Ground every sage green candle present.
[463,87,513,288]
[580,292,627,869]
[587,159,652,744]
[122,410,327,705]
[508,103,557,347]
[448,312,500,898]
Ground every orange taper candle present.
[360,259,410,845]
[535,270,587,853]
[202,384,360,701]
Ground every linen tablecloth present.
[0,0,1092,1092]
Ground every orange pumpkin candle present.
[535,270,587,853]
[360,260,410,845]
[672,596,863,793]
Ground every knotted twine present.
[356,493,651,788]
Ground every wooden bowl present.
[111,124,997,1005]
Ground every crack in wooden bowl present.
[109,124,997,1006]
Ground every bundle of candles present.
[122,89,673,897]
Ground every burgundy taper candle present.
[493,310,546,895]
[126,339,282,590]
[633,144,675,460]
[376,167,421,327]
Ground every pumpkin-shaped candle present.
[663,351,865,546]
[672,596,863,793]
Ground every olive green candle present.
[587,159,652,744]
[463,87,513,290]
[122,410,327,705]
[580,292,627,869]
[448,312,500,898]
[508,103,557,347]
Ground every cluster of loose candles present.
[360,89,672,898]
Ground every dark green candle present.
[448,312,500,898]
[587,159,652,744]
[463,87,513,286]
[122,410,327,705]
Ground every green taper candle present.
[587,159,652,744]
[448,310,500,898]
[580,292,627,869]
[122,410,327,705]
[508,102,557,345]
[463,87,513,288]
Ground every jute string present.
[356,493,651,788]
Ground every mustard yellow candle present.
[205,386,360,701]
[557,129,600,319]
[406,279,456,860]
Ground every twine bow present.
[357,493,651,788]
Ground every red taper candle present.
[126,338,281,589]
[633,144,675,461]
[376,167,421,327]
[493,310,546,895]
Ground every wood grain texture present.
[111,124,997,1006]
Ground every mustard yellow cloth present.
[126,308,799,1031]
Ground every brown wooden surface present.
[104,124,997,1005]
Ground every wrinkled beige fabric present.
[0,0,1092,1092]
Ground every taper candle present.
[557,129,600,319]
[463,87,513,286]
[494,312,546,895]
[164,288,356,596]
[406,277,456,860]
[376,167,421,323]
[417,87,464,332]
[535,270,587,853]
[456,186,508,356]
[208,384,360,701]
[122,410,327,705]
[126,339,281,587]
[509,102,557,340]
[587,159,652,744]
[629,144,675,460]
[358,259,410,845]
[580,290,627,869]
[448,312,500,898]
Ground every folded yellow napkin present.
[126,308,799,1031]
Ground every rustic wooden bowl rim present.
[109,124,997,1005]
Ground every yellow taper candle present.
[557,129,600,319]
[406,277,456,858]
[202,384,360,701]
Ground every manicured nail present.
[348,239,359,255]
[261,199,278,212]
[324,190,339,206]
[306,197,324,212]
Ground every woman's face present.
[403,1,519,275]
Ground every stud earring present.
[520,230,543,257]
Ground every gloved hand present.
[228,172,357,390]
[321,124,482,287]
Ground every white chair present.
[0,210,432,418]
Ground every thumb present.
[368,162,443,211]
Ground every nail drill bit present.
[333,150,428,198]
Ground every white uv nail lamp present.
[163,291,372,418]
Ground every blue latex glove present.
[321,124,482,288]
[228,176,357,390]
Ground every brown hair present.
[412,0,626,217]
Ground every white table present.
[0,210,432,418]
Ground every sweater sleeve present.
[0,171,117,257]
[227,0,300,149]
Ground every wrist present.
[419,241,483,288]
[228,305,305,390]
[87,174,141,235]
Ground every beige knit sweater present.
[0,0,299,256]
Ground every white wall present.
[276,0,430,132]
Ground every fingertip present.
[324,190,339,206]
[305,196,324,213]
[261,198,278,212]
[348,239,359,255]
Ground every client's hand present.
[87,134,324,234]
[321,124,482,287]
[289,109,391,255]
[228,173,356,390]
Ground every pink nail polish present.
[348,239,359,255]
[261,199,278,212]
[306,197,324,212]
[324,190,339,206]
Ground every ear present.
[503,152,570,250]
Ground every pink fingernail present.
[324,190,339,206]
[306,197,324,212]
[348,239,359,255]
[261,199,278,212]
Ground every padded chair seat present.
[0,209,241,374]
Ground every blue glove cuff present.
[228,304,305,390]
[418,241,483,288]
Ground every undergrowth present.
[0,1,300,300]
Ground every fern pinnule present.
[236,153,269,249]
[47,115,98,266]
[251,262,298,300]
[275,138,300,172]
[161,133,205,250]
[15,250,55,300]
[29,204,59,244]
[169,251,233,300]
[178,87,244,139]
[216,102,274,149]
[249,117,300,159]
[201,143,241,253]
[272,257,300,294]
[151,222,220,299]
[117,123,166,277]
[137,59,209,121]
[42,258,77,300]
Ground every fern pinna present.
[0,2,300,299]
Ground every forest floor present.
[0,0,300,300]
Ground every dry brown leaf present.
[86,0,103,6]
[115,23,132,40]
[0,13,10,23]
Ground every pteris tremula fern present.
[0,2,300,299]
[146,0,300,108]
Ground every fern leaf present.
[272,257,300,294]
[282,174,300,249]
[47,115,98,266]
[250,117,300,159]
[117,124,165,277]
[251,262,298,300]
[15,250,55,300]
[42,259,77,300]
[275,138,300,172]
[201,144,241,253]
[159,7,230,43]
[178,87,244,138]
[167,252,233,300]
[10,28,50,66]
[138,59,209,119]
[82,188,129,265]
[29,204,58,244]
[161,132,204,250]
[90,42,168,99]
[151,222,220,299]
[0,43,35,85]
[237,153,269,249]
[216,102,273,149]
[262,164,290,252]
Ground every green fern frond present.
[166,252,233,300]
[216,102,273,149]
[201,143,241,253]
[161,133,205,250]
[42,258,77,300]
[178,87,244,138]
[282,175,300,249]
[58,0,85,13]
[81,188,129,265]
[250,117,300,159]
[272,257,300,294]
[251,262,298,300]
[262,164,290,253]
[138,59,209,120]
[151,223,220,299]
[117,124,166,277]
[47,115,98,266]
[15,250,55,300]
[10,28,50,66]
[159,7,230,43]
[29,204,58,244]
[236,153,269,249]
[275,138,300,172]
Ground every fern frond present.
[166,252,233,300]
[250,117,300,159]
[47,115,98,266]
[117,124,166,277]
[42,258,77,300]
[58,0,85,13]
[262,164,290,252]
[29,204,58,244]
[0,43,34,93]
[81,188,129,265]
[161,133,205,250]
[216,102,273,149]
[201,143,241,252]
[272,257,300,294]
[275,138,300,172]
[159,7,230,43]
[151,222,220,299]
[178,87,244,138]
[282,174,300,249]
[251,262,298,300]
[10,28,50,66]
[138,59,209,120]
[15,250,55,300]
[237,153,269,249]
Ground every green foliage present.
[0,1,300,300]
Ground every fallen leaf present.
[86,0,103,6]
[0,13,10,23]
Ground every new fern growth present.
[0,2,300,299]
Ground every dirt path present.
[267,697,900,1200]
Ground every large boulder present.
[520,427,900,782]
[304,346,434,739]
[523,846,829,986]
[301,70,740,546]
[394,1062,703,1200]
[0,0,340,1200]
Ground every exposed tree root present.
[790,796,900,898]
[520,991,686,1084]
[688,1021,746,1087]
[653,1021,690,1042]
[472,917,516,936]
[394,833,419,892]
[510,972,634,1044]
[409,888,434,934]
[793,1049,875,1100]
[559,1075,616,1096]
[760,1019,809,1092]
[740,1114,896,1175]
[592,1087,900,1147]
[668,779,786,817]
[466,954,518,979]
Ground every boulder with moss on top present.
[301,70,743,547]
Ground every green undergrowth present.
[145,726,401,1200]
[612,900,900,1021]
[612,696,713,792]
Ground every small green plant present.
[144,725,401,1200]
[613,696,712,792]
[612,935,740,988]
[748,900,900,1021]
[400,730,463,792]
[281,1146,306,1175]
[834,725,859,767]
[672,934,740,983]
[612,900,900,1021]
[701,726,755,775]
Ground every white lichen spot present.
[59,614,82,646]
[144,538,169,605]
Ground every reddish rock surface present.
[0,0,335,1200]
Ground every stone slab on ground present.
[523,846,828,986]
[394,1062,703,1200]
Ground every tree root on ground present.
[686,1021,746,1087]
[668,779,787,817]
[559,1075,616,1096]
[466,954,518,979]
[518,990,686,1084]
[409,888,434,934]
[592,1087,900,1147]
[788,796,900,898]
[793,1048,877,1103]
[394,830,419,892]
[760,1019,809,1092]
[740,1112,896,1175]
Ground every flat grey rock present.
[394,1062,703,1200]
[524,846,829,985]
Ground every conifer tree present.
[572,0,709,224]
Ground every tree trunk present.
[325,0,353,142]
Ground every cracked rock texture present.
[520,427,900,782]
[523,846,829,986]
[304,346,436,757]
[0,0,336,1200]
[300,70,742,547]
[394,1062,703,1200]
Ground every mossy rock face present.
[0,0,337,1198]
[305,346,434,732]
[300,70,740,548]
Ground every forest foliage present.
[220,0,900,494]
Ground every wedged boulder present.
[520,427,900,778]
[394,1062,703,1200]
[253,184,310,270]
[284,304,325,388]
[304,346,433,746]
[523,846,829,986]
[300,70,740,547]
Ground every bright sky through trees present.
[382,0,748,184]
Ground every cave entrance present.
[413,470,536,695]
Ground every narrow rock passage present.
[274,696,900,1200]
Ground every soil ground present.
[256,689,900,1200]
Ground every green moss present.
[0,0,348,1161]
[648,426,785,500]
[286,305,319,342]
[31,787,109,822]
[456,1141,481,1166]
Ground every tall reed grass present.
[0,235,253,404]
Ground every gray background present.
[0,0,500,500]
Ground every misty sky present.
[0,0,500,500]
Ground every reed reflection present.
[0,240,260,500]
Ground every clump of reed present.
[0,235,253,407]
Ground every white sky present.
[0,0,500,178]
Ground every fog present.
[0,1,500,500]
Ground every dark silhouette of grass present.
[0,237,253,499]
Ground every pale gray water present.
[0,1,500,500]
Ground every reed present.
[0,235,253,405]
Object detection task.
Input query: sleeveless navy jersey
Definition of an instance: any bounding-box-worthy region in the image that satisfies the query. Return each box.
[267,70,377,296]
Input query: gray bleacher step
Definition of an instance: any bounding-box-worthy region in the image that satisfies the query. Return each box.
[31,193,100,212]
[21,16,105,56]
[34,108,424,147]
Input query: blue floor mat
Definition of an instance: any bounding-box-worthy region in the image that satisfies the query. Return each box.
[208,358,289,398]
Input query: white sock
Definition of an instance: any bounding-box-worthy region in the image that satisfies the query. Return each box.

--

§ **Written request**: Copy out, word for word, the lines of the material between the line holding "Ground every green fern frond present." and the line holding "[0,0,340,1200]", inclusive, and nothing else.

§ **Exercise answer**:
Ground every green fern frond present.
[166,252,233,300]
[216,102,273,149]
[201,143,241,253]
[161,133,205,250]
[42,258,77,300]
[178,87,244,138]
[282,175,300,249]
[58,0,85,13]
[81,188,129,265]
[250,117,300,159]
[272,257,300,294]
[251,262,298,300]
[262,164,290,253]
[138,59,209,120]
[151,223,220,299]
[117,124,166,277]
[47,115,98,266]
[15,250,55,300]
[10,28,50,66]
[159,7,230,43]
[29,204,58,244]
[236,153,269,249]
[275,138,300,172]
Ground every fern frond present.
[166,252,233,300]
[250,117,300,159]
[47,115,98,266]
[117,124,166,277]
[42,258,77,300]
[58,0,85,13]
[262,164,290,252]
[29,204,58,244]
[0,43,34,93]
[81,188,129,265]
[161,133,205,250]
[216,102,273,149]
[201,143,241,252]
[272,257,300,294]
[275,138,300,172]
[159,7,230,43]
[151,222,220,299]
[178,87,244,138]
[282,174,300,249]
[251,262,298,300]
[10,28,50,66]
[138,59,209,120]
[15,250,55,300]
[237,153,269,249]
Ground every green foliage present.
[0,1,300,300]
Ground every fallen leaf present.
[86,0,103,6]
[0,13,10,23]
Ground every new fern growth present.
[0,2,300,299]
Ground every dirt path present.
[267,697,900,1200]
Ground every large boulder present.
[520,427,900,782]
[304,346,434,739]
[523,846,829,986]
[301,70,740,546]
[394,1062,703,1200]
[0,0,340,1200]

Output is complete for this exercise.